## [WRITTEN INSTRUCTION]
Reproduce every one of the records below verbatim, changing nothing.

## [MATERIAL TO PROCESS]

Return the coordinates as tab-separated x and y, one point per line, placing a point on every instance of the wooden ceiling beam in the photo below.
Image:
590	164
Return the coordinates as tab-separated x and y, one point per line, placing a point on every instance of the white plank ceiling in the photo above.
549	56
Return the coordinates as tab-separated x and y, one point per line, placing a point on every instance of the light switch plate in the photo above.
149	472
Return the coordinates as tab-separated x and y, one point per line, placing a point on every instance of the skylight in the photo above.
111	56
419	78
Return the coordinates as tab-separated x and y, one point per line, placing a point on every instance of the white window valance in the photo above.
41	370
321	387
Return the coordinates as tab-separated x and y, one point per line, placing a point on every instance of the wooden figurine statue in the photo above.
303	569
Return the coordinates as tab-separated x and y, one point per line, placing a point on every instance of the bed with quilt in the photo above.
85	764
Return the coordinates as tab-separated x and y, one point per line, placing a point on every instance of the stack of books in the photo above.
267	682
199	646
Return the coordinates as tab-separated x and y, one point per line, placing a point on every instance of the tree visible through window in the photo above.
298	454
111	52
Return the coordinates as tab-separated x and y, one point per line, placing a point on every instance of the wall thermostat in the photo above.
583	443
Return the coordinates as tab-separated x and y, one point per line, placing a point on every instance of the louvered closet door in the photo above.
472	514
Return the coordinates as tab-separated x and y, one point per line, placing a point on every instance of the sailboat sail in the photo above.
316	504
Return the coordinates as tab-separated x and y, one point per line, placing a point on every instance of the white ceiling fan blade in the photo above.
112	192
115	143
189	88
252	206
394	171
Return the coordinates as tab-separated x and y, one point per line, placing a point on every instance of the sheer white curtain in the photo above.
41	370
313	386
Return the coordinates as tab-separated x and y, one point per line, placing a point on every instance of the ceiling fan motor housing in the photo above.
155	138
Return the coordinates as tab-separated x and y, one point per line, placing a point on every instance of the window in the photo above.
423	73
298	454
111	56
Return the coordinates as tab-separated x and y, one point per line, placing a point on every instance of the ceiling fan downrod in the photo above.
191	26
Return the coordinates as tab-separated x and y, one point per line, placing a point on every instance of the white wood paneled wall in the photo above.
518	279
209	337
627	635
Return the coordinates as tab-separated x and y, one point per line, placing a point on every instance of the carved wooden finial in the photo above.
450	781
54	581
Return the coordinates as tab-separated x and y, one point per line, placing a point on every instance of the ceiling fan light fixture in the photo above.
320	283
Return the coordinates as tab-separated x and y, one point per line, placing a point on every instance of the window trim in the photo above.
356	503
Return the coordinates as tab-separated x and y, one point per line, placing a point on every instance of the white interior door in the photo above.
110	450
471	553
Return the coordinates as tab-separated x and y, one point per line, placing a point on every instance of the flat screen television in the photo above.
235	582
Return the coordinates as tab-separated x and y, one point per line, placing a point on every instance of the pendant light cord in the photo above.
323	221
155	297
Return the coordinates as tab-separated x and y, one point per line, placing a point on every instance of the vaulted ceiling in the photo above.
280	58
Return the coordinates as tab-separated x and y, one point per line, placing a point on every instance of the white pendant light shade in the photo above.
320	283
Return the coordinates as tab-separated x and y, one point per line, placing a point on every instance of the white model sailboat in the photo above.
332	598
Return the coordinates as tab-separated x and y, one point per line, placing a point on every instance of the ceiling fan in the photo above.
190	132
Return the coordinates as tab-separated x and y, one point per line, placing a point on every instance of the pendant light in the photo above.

## [THE REPLY]
Return the coordinates as tab-separated x and y, one point per line, placing a point on every instance of the wooden ceiling beam in the photo below.
Image:
590	164
Return the coordinates as tab-separated x and y, one point per line, placing a point on every instance of the white plank ceiling in the photo above.
549	56
Return the coordinates as tab-separated x and y, one point per line, placing a point on every instance of the light switch plate in the photo above.
149	472
Return the coordinates as tab-separated x and y, one point per line, placing a point on every instance of the skylight in the photo above.
111	56
419	78
Return the coordinates as tab-separated x and y, one point per line, placing a point on every instance of the white window valance in the photo above.
41	370
321	387
Return the coordinates as tab-separated x and y, one point per line, placing a point on every instance of the wooden figurine statue in the photo above.
303	569
Return the coordinates as tab-separated x and y, one point per line, placing a point on every instance of the bed with quilt in the photo above.
85	764
Return the coordinates as tab-separated x and y, one point per line, placing a point on every instance of the stack of books in the photo above.
267	682
199	646
Return the coordinates as tab-separated x and y, one point per line, placing a point on every instance of the tree visible through window in the photo above.
298	454
111	52
Return the coordinates as tab-separated x and y, one point per line, placing a point on every instance of the wall thermostat in the photo above.
583	443
Return the coordinates as tab-separated x and y, one point per line, placing a point on every instance of the louvered closet door in the photo above.
472	514
Return the coordinates as tab-separated x and y, one point per line, placing a point on every instance of the sailboat sail in the photo above.
316	504
Return the coordinates as tab-separated x and y, one point per line, placing a point on every instance of the white ceiling fan blade in the photo above.
112	192
115	143
189	88
252	206
394	171
Return the coordinates as tab-separated x and y, one point per line, placing a point on every instance of the sheer white curtain in the photo above.
41	370
313	386
Return the coordinates as tab-separated x and y, one point per line, placing a point on every instance of the ceiling fan motor housing in the photo above.
155	138
Return the coordinates as tab-separated x and y, one point per line, placing a point on every instance of the window in the photo above.
423	73
298	454
111	56
Return the coordinates as tab-separated x and y, one point per line, placing a point on every instance of the ceiling fan downrod in the photo above.
191	26
Return the coordinates as tab-separated x and y, one point per line, placing a point on every instance of the white wood paneled wall in the photo above.
518	279
209	337
627	635
Return the coordinates as tab-separated x and y, one point per line, placing a point on every instance of the carved wooden finial in the photo above.
450	781
54	581
Return the coordinates as tab-separated x and y, one point per line, placing a point on every instance of the ceiling fan light fixture in the photo above.
320	283
Return the coordinates as tab-separated x and y, one point per line, placing a point on every instance of the window trim in the photo above.
356	503
Return the coordinates as tab-separated x and y, one point per line, placing a point on every instance of the white interior door in the photo above.
110	450
471	553
Return the coordinates as tab-separated x and y, one point per line, placing a point on every instance of the flat screen television in the photo above.
235	582
Return the coordinates as tab-separated x and y, one point per line, placing a point on every instance of the pendant light cord in the photo above.
323	221
155	297
Return the coordinates as tab-separated x and y, one point per line, placing a point on every instance of the vaulted ceiling in the photo above.
280	58
Return the coordinates as tab-separated x and y, one point per line, placing a point on every instance of the white pendant light shade in the photo above.
320	283
Return the coordinates as tab-separated x and y, one point per line, placing a point on every instance of the white model sailboat in the photo above.
332	598
Return the coordinates as tab-separated x and y, one point per line, placing a point on every instance of the ceiling fan in the photo above.
190	132
Return the coordinates as tab-separated x and y, one point per line, placing a point on every instance of the pendant light in the photo above.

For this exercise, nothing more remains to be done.